» **Task to carry out**
Can you transcribe every one of the rows below word for word, keeping each line and number unchanged?

[Point labeling dataset excerpts]
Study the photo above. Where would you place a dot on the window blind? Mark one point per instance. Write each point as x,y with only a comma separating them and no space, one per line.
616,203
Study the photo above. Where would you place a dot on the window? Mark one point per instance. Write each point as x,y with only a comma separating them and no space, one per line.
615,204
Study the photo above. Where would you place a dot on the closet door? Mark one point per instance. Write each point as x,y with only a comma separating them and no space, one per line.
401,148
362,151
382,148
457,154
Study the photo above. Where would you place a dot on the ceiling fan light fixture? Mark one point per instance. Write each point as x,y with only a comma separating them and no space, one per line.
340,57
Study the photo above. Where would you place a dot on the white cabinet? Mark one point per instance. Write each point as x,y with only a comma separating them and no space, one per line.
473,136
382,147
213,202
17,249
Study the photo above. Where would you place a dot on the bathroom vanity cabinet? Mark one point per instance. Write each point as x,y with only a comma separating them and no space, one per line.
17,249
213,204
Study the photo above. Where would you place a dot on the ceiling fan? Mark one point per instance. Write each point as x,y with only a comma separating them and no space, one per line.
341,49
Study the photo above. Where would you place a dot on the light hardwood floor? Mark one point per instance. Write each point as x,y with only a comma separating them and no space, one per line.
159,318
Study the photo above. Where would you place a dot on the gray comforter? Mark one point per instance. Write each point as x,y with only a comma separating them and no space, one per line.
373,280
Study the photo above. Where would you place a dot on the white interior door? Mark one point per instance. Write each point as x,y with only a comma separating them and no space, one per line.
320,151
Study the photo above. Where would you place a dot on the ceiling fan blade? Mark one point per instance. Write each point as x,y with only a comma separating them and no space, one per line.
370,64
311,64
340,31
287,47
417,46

» **Solution for this task**
Study the photo above. Where would you place a dot on the window blind? Mark one point per instance. Write each point as x,y with only a comma separating them and no space, one per line.
616,203
Study the photo above. Where would you place a dot on the window? Mark one point per instance. Write each point as x,y with only a comma separating them and no space, one per line.
615,204
Study the photo above. Where would you place a dot on the closet door? Mark one point per instance. Write each point as x,y with only a comma separating them and no space, one per line.
401,148
362,151
382,148
457,154
Study the photo above. Where would you place a dot on the ceiling fan light fixture? Mark one point per instance. Write each point as x,y with only a comma separating them and no space, one per line.
340,57
Study the photo above. Where would you place a dot on the white cabinet? Mark one point per instance. Write each point as x,y with only a comma separating them and no space, one per line.
473,136
382,147
213,202
17,249
Study the photo above. Where would you place a dot on the bathroom vanity cabinet? Mark one point per instance. Write each point as x,y with only a comma separating them and no space, one per line.
17,249
213,204
Study the photo above. Where would you place a dot on the ceiling fan? Mark one point per instance. Write each point as x,y with only a comma separating them and no space, one per line.
341,49
Study the photo above. Where would you place a dot on the light hardwood floor? Mark one point per instance. Write each point as x,y with only a comma separating them and no space, one per line.
159,318
Study the photo above. Where would you place a dot on the gray comforter? Mark one point per instance. Write each point as x,y with only a comma separating them and no space, one per line.
373,280
Study the photo above. Where would you place a dot on the white interior door? Mark one point per instance. Write each point as x,y with only a comma separating them and no space, one per line.
320,151
Study the photo above. Where would you place a dot on the ceiling fan blade? Mark one point per instance. Write each point as x,y with only a comma separating them and no space, one per line.
370,64
311,64
340,31
287,47
417,46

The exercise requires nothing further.